_Written task_.
Copy every line of the items, replacing "vertex pairs" with "coordinate pairs" and changing nothing else. Omit the pictures from your version.

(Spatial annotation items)
────
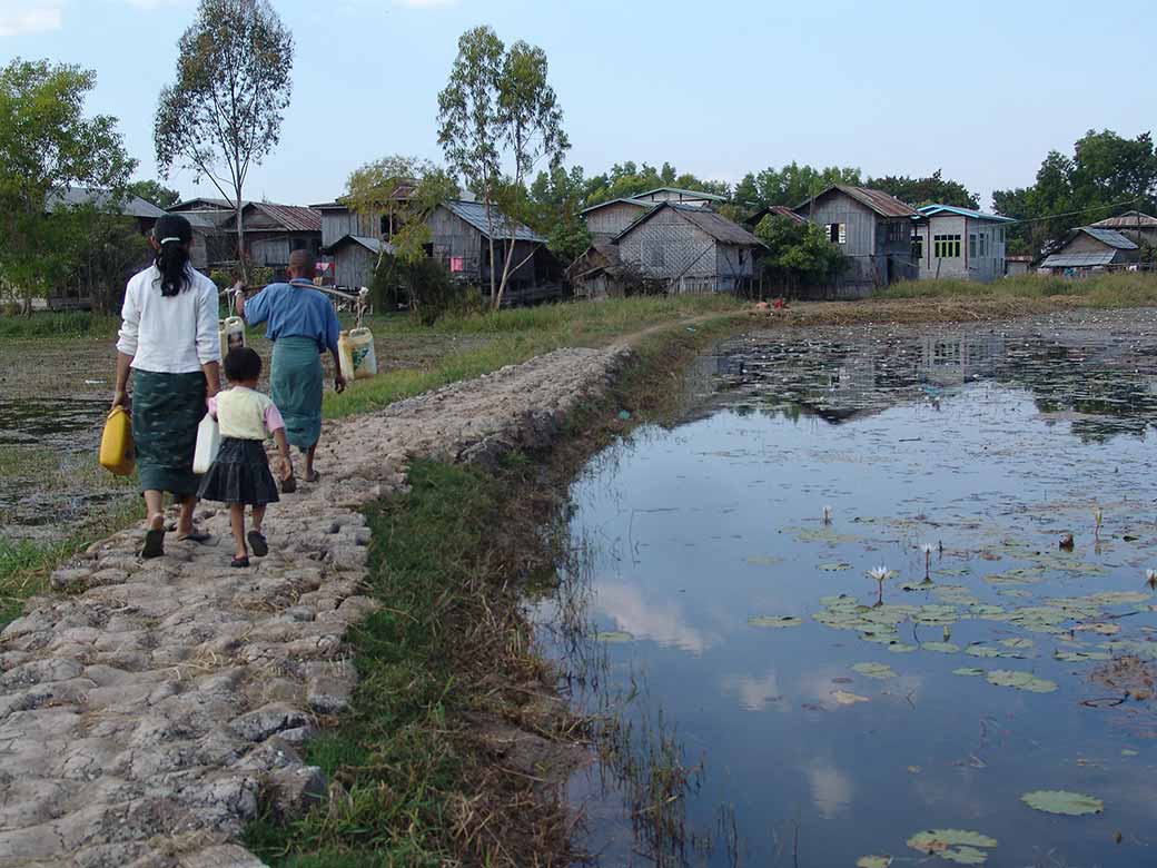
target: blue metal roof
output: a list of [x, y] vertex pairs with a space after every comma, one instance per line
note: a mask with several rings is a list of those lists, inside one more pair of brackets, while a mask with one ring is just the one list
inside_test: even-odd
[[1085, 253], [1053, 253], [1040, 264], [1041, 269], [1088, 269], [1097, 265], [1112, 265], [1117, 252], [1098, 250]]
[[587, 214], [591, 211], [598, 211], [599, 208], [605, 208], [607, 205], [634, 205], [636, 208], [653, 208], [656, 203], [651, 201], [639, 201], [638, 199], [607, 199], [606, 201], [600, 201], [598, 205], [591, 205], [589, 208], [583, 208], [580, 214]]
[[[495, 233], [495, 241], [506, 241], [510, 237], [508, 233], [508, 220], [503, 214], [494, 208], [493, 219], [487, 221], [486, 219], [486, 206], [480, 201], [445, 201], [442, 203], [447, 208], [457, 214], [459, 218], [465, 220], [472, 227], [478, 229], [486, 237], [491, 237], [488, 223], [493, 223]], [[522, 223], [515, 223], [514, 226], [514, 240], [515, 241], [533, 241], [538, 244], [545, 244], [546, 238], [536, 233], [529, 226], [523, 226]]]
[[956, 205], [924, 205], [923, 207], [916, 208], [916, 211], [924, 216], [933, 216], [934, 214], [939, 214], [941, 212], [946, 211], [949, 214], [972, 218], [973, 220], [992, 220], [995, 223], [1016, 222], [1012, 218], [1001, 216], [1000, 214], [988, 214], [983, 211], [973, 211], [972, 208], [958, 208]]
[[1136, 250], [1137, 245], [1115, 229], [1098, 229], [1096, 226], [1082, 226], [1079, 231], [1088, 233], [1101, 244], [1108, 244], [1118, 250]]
────
_Solution below_.
target: blue metal roof
output: a list of [x, y] coordinate pairs with a space after every comma, one instance per line
note: a mask with several rings is a list of those lists, inside one more pair of brackets, while a mask with one ring is just the one list
inside_test: even-odd
[[1085, 253], [1053, 253], [1040, 264], [1041, 269], [1088, 269], [1097, 265], [1112, 265], [1117, 252], [1098, 250]]
[[587, 214], [591, 211], [598, 211], [599, 208], [605, 208], [607, 205], [634, 205], [636, 208], [653, 208], [656, 203], [651, 201], [639, 201], [638, 199], [607, 199], [606, 201], [600, 201], [598, 205], [591, 205], [589, 208], [583, 208], [580, 214]]
[[[495, 233], [495, 241], [506, 241], [510, 237], [508, 233], [508, 220], [503, 214], [494, 208], [493, 219], [487, 221], [486, 219], [486, 206], [480, 201], [445, 201], [442, 203], [447, 208], [457, 214], [459, 218], [465, 220], [472, 227], [478, 229], [486, 237], [491, 237], [488, 223], [493, 223]], [[522, 223], [515, 223], [514, 226], [514, 240], [515, 241], [533, 241], [538, 244], [545, 244], [546, 238], [536, 233], [529, 226], [523, 226]]]
[[956, 205], [924, 205], [923, 207], [916, 208], [916, 211], [924, 216], [933, 216], [934, 214], [939, 214], [941, 212], [946, 211], [949, 214], [972, 218], [973, 220], [992, 220], [995, 223], [1016, 222], [1012, 218], [1001, 216], [1000, 214], [988, 214], [983, 211], [973, 211], [972, 208], [958, 208]]
[[1136, 250], [1137, 245], [1115, 229], [1098, 229], [1096, 226], [1082, 226], [1079, 231], [1088, 233], [1101, 244], [1108, 244], [1118, 250]]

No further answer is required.